▸ WHAT THE TASK ASKS: Return the material below in full and exactly.
--- EXERCISE INPUTS ---
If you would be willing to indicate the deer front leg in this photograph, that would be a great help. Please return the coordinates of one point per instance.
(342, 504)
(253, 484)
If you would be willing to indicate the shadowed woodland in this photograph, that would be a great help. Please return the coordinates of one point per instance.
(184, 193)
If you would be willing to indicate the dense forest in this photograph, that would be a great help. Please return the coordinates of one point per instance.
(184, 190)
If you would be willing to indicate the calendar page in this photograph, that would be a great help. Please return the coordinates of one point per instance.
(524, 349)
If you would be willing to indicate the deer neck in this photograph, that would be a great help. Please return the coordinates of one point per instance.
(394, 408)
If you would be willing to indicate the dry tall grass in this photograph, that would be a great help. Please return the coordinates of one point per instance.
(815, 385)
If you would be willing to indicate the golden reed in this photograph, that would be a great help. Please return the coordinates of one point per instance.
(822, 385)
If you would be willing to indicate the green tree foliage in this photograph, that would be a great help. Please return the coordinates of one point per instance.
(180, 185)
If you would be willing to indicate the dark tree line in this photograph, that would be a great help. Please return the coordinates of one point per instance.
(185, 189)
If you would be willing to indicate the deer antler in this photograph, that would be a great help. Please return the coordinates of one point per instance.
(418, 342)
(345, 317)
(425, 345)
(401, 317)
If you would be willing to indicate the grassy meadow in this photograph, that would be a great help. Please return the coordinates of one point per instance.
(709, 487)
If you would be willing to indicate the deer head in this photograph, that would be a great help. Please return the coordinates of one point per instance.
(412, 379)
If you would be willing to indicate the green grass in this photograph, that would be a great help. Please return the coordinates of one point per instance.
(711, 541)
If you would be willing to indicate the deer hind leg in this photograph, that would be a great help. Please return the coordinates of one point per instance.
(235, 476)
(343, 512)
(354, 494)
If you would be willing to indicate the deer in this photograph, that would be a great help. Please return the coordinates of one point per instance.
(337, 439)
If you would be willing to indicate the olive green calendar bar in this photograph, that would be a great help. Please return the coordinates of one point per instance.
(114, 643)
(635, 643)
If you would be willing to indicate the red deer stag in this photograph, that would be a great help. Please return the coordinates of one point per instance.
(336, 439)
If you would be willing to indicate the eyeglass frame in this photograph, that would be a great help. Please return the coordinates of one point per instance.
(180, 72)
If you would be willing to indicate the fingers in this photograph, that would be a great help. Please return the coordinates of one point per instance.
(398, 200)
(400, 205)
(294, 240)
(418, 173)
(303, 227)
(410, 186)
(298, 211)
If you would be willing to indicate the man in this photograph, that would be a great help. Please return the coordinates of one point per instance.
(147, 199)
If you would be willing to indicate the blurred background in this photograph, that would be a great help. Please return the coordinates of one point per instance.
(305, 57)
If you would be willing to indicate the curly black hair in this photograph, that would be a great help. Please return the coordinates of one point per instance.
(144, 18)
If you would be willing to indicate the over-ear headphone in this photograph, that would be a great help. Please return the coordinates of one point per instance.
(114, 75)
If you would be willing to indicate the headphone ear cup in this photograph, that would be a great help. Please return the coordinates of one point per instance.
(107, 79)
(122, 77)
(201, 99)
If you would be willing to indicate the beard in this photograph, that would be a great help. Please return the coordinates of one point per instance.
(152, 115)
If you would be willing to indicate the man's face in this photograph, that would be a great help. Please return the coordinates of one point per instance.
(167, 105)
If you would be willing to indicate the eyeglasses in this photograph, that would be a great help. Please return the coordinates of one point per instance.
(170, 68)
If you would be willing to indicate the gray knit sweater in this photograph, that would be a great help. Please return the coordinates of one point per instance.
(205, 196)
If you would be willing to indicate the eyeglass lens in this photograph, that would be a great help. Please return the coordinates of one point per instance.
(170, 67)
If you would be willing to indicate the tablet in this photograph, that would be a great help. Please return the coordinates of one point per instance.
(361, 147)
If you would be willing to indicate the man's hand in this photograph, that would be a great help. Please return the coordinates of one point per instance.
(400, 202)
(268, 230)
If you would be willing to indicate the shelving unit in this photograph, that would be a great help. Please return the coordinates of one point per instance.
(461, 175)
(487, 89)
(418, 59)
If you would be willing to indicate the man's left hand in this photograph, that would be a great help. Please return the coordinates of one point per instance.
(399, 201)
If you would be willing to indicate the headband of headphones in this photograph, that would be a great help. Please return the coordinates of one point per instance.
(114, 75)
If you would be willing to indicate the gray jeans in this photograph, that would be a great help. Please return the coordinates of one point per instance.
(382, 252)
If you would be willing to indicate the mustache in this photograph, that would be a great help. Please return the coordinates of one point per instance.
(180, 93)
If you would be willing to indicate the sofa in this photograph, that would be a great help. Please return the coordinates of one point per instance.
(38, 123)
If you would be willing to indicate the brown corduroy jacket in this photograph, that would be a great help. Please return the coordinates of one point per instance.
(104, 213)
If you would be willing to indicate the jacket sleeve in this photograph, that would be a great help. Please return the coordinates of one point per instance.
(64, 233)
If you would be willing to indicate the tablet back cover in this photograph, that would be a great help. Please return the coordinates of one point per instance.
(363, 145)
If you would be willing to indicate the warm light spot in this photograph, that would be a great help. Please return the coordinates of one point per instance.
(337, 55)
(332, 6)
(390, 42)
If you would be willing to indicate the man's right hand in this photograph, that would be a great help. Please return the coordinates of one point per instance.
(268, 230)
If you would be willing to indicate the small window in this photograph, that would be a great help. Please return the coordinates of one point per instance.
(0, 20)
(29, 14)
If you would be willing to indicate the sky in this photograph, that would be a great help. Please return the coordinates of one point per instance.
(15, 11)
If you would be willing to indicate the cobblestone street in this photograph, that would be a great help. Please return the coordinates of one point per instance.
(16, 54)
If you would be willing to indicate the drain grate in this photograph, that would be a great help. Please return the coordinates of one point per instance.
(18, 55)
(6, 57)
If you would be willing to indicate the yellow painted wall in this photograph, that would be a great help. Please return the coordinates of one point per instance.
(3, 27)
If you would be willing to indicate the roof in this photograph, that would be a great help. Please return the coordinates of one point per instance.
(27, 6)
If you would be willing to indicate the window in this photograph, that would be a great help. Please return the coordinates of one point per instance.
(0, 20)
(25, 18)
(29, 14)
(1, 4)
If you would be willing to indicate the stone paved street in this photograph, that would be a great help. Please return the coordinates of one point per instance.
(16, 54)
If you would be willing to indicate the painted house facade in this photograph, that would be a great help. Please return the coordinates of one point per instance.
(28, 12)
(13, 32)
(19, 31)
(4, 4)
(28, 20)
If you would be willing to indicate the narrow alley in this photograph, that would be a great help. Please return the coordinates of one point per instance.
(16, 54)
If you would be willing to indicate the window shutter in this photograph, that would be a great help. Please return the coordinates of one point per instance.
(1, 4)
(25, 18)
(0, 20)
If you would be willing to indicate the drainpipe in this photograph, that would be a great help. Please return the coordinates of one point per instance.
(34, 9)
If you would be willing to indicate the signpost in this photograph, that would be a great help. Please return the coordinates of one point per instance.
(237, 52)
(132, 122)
---
▸ REPLY TO THE TASK:
If you would be willing to indicate the deer front leg in this photograph, that would be a great help. Please return the coordinates of one point per instance.
(342, 504)
(253, 484)
If you would be willing to indicate the shadowed woodland in this photograph, that would be a great help. Please return the coordinates of one point per instance.
(184, 193)
If you would be willing to indicate the dense forest in this photograph, that would be a great help. Please return the coordinates of one point per instance.
(184, 190)
If you would be willing to indicate the calendar page in this photograph, that would be a great help. Please return the coordinates of one point per instance.
(524, 349)
If you would be willing to indicate the deer neck in this photograph, that would be a great help. Please return the coordinates of one point per instance.
(394, 408)
If you would be willing to indicate the dry tall grass in this photograph, that would be a great help. Please return the coordinates of one point per instance.
(815, 385)
If you would be willing to indicate the golden reed in this photograph, that would be a great help. Please return the coordinates of one point per instance.
(822, 385)
If you would be willing to indicate the green tree foliage in this photograph, that would be a great help. Please return the coordinates of one point per instance.
(180, 185)
If you would be willing to indicate the dark tree line in this photograph, that would be a great help. Please return the coordinates of one point per instance.
(185, 189)
If you would be willing to indicate the deer antler in this photograph, that would be a great help. Please return the coordinates of one point per instance.
(418, 342)
(345, 317)
(425, 345)
(401, 317)
If you would be willing to indicate the grassy meadow in this photograph, that would be a great help. Please return the coordinates of one point per instance.
(709, 487)
If you would be willing to indicate the deer head in this photograph, that would be a great help. Please return the coordinates of one point per instance.
(412, 379)
If you would be willing to indicate the green grass in this photograph, that would be a great help. Please return the coordinates of one point per instance.
(711, 541)
If you would be willing to indicate the deer hind leg in this photograph, that would be a great help. Please return the coordinates of one point per instance.
(235, 476)
(343, 512)
(354, 494)
If you would be willing to indicate the deer in this photograph, that would be a great help. Please return the coordinates of one point per instance.
(337, 439)
If you would be willing to indicate the olive green calendar bar in this photograph, that would be a great help. Please return the coordinates of one point per instance.
(114, 643)
(635, 643)
If you would be willing to indicate the red deer stag in this photograph, that would be a great help. Please return the coordinates of one point per instance.
(336, 439)
If you would be willing to indicate the eyeglass frame in this photograph, that would be a great help. Please return the coordinates of one point per instance.
(180, 72)
If you would be willing to indicate the fingers in this photograph, that would be a great help. Please return the coordinates of one point per instance.
(398, 200)
(400, 205)
(294, 240)
(418, 173)
(303, 227)
(410, 186)
(298, 211)
If you would be willing to indicate the man in this photograph, that would be a great help. Please return the coordinates of one point per instance.
(147, 199)
If you would be willing to indicate the blurred background in this photograph, that would be a great help. Please return the coordinates of one point per instance.
(305, 57)
If you would be willing to indicate the curly black hair in this photograph, that would be a great help. Please return the coordinates of one point per instance.
(144, 18)
If you would be willing to indicate the over-ear headphone in this photograph, that would be a great help. Please return the coordinates of one point per instance.
(114, 75)
If you would be willing to indicate the headphone ear cup in this photograph, that would be a great help. Please return the coordinates of one point per instance.
(107, 79)
(122, 77)
(201, 99)
If you would be willing to indicate the beard in this photograph, that would be a great help. Please return the coordinates of one point per instance.
(152, 115)
If you would be willing to indicate the man's face in this photograph, that would be a great help. Please return the coordinates of one point per instance.
(167, 105)
If you would be willing to indicate the eyeglasses in this photograph, that would be a great help. Please return the coordinates of one point per instance.
(170, 68)
If you would be willing to indicate the gray knit sweater in this photograph, that would be a great help. Please return the coordinates of one point per instance.
(205, 196)
If you would be willing to indicate the eyeglass lens in this photograph, that would be a great help. Please return the coordinates of one point per instance.
(170, 67)
If you would be willing to indicate the tablet in this photograph, that would be a great help. Please return the coordinates of one point per instance.
(361, 147)
If you would be willing to indicate the man's hand in this photograph, that would be a great help. Please return the coordinates of one point per instance.
(400, 202)
(268, 230)
If you would be willing to indicate the shelving unit in this photograph, that would be a great help. Please return the coordinates of one point per instance.
(461, 175)
(487, 89)
(418, 59)
If you would be willing to indicate the man's left hand in this photograph, that would be a great help. Please return the coordinates of one point per instance.
(399, 201)
If you would be willing to indicate the headband of headphones in this photograph, that would be a great help. Please return the coordinates of one point per instance.
(114, 75)
If you would be willing to indicate the gray jeans in this photograph, that would be a great help. Please return the coordinates of one point per instance.
(382, 252)
If you would be willing to indicate the mustache in this photograph, that would be a great help. Please return the coordinates of one point per instance.
(180, 93)
If you would be willing to indicate the sofa in this photograph, that would be a great help. Please return the coordinates of one point per instance.
(38, 123)
If you would be willing to indicate the brown corduroy jacket in this photograph, that would be a great help. Please return the coordinates of one point per instance.
(104, 213)
If you would be willing to indicate the jacket sleeve in this photograph, that would be a great help. Please return the coordinates of one point per instance.
(64, 233)
If you would be willing to indicate the tablet back cover in this photograph, that would be a great help. Please return the coordinates of one point per instance.
(363, 145)
If you would be willing to indicate the warm light spot in this photograph, that would be a great help. Please return the coordinates of one point per instance.
(337, 55)
(332, 6)
(390, 42)
If you would be willing to indicate the man's right hand in this photograph, that would be a great help. Please return the coordinates of one point per instance.
(268, 230)
If you would be willing to indicate the small window in this photograph, that would be a great help. Please return the coordinates of one point per instance.
(0, 20)
(29, 14)
If you would be willing to indicate the sky in this photograph, that would be a great help. Please return the coordinates of one point per instance.
(15, 11)
If you would be willing to indicate the cobblestone street in this photograph, that would be a great help. Please return the coordinates of one point per instance.
(16, 54)
If you would be willing to indicate the drain grate in this photograph, that would be a great help. Please return the coordinates of one point per instance.
(18, 55)
(6, 57)
If you would be willing to indicate the yellow painted wall in this photograph, that would be a great help. Please return the coordinates of one point per instance.
(3, 27)
If you would be willing to indicate the roof in this photograph, that would be a great help. Please return the coordinates of one point per instance.
(27, 6)
If you would be willing to indicate the window in this photograph, that would be a great help. Please return the coordinates of one point per instance.
(0, 20)
(25, 18)
(29, 14)
(1, 4)
If you would be willing to indicate the stone paved street in this photograph, that would be a great help. Please return the coordinates of one point per instance.
(16, 54)
If you would be willing to indicate the painted house facade in this photograph, that would be a great help. Please return the coordinates of one point per instance.
(28, 12)
(13, 32)
(19, 31)
(4, 4)
(28, 20)
If you would be willing to indicate the narrow alley in this photograph, that would be a great help. Please return the coordinates of one point per instance.
(16, 54)
If you would be willing to indicate the window shutter in this photograph, that would be a great help. Please return the coordinates of one point per instance.
(1, 4)
(25, 18)
(0, 20)
If you would be willing to indicate the drainpipe in this photograph, that would be a great help. Please return the coordinates of one point per instance.
(34, 9)
If you would be willing to indicate the signpost in this photograph, that would be a great help. Please return the coordinates of one point per instance.
(237, 52)
(132, 122)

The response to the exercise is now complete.